:: KUTIPAN TEKS ::
5 August 2012

Saat si Adik Pulang Kampung

Satu panggilan tidak terjawab tertera di hapeku, saat aku melangkah keluar dari salah satu mart di Panakkukang. Dari si adik, dia juga mengirim pesan menanyakan keberadaanku. Aku baru membalas panggilannya saat angkot yang kutumpangi masih nge-tem menunggu penumpang lainnya.

"Mau titip barang di kamarmu... Besok saya mau ke Bone, supirnya lupa jemput barangnya tadi malam, saya sudah hubungi besok malam baru diangkut lagi..." katanya di ujung telpon.

Aku sudah tahu kabar kalau ia akan pulang ke kampung halaman kami sejak dua hari lalu. Yang bikin kaget, ternyata secepat itu. Adikku, Ilham baru saja wisuda tiga bulan lalu. Setelah perjuangan panjang kuliah selama 5 tahun (di luar masa kuliah setahun di Dipanegara), akhirnya ia selesai juga. Awalnya ia ingin bertahan di Makassar, mencari kehidupan di sini bersama-sama denganku. Namun tiga bulan berlalu, banyak yang berubah, termasuk niatnya untuk memilih bekerja di Bone, tempat kami menghabiskan masa kecil kami.

Entah dari mana datangnya, melankoli menyerangku... Empat tahun lalu, kawan seperjuangan yang juga kakakku Accang memilih jalannya meninggalkan Makassar. How time flies so fast... Aku menginjakkan kaki di ibukota Sulsel sejak delapan tahun lalu, kota yang perlahan mencengkram kedua kakiku bertahan, kota yang berhasil menancapkan rasa campur aduk. 


Tiga tahun pertama, aku menjalaninya bersama si kakak, dan sisanya dengan adikku. Kini, kamarnya yang selalu ramai oleh kawan-kawannya sudah terkunci. Barang-barang yang bikin ruangan terasa sumpek sudah dikarduskan di depan pintu. Dua malam lalu pula, aku mengambil beberapa buku yang pernah ia pinjam semasa kuliah.

"Kemarin dia tanya, kalau-kalau ada guru yang butuh asisten. Ya, siapa tau dia mau seperti mama..." kata ibu saat aku berkunjung ke Bone, Sabtu lalu.
:::
» **DAFTAR TUGAS**
• 1. Jawablah pertanyaan tentang tulisan mengenai adik yang pulang kampung ini:
(a) Kapan Ilham diwisuda?
(b) Ke mana si adik akan pergi besok?
(c) Sejak kapan si pencerita menginjakkan kaki di ibukota Sulsel?
• 2. Ulangi dengan persis bagian tulisan mengenai adik yang pulang kampung ini, mulai dari kata-kata yang memuat "5 August 2012", lalu berhenti sesudah "di ujung telpon.".
Baris-baris data tidak diperlukan untuk pengerjaan apa pun.
:: DATA ::
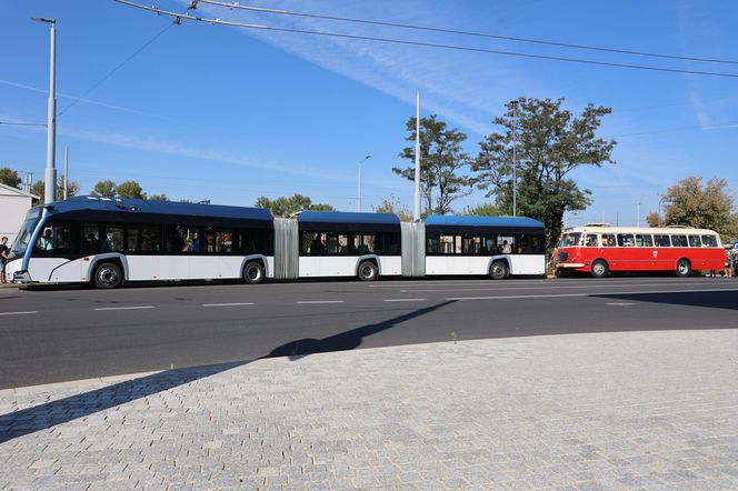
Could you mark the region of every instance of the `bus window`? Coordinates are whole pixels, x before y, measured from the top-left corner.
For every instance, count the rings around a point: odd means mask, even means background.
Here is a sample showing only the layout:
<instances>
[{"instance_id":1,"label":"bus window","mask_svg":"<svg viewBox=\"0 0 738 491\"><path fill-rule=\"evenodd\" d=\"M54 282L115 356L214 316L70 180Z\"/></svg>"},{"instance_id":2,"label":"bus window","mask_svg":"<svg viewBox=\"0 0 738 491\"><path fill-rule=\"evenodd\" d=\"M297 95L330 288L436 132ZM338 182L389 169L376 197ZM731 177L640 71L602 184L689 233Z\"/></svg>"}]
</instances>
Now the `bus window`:
<instances>
[{"instance_id":1,"label":"bus window","mask_svg":"<svg viewBox=\"0 0 738 491\"><path fill-rule=\"evenodd\" d=\"M687 241L687 236L671 236L671 243L675 248L686 248L689 247Z\"/></svg>"},{"instance_id":2,"label":"bus window","mask_svg":"<svg viewBox=\"0 0 738 491\"><path fill-rule=\"evenodd\" d=\"M657 248L670 248L671 241L669 236L654 236L654 246Z\"/></svg>"},{"instance_id":3,"label":"bus window","mask_svg":"<svg viewBox=\"0 0 738 491\"><path fill-rule=\"evenodd\" d=\"M636 236L636 247L638 248L652 248L654 238L651 236Z\"/></svg>"},{"instance_id":4,"label":"bus window","mask_svg":"<svg viewBox=\"0 0 738 491\"><path fill-rule=\"evenodd\" d=\"M604 248L615 247L615 233L602 233L602 247Z\"/></svg>"},{"instance_id":5,"label":"bus window","mask_svg":"<svg viewBox=\"0 0 738 491\"><path fill-rule=\"evenodd\" d=\"M631 248L636 244L630 233L618 233L618 246L621 248Z\"/></svg>"}]
</instances>

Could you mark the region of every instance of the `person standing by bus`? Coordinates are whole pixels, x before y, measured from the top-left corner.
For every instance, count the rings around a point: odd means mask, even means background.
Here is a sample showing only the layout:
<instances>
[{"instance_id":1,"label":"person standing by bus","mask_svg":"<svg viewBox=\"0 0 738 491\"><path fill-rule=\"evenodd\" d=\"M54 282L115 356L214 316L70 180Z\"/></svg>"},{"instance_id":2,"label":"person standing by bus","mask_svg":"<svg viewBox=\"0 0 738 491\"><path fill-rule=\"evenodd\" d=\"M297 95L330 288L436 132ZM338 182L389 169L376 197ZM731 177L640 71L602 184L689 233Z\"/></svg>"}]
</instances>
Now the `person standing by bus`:
<instances>
[{"instance_id":1,"label":"person standing by bus","mask_svg":"<svg viewBox=\"0 0 738 491\"><path fill-rule=\"evenodd\" d=\"M7 283L8 279L6 278L6 263L10 259L10 250L8 249L8 238L3 237L0 239L0 282Z\"/></svg>"}]
</instances>

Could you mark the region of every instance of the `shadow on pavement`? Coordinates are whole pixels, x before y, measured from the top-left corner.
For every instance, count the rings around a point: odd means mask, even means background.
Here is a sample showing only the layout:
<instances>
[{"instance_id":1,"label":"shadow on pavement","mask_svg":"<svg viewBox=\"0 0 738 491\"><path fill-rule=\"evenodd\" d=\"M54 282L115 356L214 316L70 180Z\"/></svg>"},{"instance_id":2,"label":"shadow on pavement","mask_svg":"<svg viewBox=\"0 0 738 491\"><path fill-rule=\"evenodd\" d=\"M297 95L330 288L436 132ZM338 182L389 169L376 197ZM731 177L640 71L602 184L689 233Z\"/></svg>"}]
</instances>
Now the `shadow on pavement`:
<instances>
[{"instance_id":1,"label":"shadow on pavement","mask_svg":"<svg viewBox=\"0 0 738 491\"><path fill-rule=\"evenodd\" d=\"M685 307L738 310L738 293L735 291L668 292L668 293L599 293L592 298L612 299L624 302L669 303Z\"/></svg>"},{"instance_id":2,"label":"shadow on pavement","mask_svg":"<svg viewBox=\"0 0 738 491\"><path fill-rule=\"evenodd\" d=\"M387 321L362 325L323 339L291 341L273 349L261 359L290 357L291 360L295 360L312 353L352 350L361 345L361 341L368 335L391 329L449 303L452 301L418 309ZM253 360L169 370L2 414L0 415L0 443L215 375L251 361Z\"/></svg>"}]
</instances>

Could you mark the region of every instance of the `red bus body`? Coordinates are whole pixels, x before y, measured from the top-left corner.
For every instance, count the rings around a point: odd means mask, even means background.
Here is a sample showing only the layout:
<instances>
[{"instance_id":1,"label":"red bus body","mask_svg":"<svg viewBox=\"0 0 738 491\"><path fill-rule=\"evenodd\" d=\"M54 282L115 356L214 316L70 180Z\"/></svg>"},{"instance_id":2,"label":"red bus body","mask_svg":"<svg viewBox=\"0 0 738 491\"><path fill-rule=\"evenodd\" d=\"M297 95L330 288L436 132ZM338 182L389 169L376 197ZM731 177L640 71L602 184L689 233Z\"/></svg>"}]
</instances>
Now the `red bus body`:
<instances>
[{"instance_id":1,"label":"red bus body","mask_svg":"<svg viewBox=\"0 0 738 491\"><path fill-rule=\"evenodd\" d=\"M557 273L594 277L610 271L722 270L727 253L712 230L686 227L625 228L586 226L567 229L554 252Z\"/></svg>"}]
</instances>

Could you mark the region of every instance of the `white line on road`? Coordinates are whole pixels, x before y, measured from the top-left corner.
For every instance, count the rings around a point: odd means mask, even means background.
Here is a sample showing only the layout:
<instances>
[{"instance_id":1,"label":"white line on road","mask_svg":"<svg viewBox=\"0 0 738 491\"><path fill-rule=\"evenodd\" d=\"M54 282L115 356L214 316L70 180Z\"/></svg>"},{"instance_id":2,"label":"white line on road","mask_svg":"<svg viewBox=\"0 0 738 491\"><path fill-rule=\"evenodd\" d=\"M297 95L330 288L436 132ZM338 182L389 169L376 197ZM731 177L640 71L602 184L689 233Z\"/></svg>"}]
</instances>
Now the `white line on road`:
<instances>
[{"instance_id":1,"label":"white line on road","mask_svg":"<svg viewBox=\"0 0 738 491\"><path fill-rule=\"evenodd\" d=\"M242 303L203 303L202 307L239 307L239 305L253 305L250 302Z\"/></svg>"},{"instance_id":2,"label":"white line on road","mask_svg":"<svg viewBox=\"0 0 738 491\"><path fill-rule=\"evenodd\" d=\"M98 307L92 310L142 310L142 309L153 309L153 305L138 305L138 307Z\"/></svg>"},{"instance_id":3,"label":"white line on road","mask_svg":"<svg viewBox=\"0 0 738 491\"><path fill-rule=\"evenodd\" d=\"M607 295L632 295L632 294L649 294L649 293L702 293L716 291L738 291L736 288L718 288L705 290L646 290L646 291L617 291L607 293L549 293L540 295L505 295L505 297L449 297L445 300L512 300L512 299L552 299L564 297L607 297Z\"/></svg>"}]
</instances>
:::
» **HASIL AKHIR**
• 1.
(a) Tiga bulan lalu.
(b) Ke Bone.
(c) Sejak delapan tahun lalu.

• 2.
5 August 2012

Saat si Adik Pulang Kampung

Satu panggilan tidak terjawab tertera di hapeku, saat aku melangkah keluar dari salah satu mart di Panakkukang. Dari si adik, dia juga mengirim pesan menanyakan keberadaanku. Aku baru membalas panggilannya saat angkot yang kutumpangi masih nge-tem menunggu penumpang lainnya.

"Mau titip barang di kamarmu... Besok saya mau ke Bone, supirnya lupa jemput barangnya tadi malam, saya sudah hubungi besok malam baru diangkut lagi..." katanya di ujung telpon.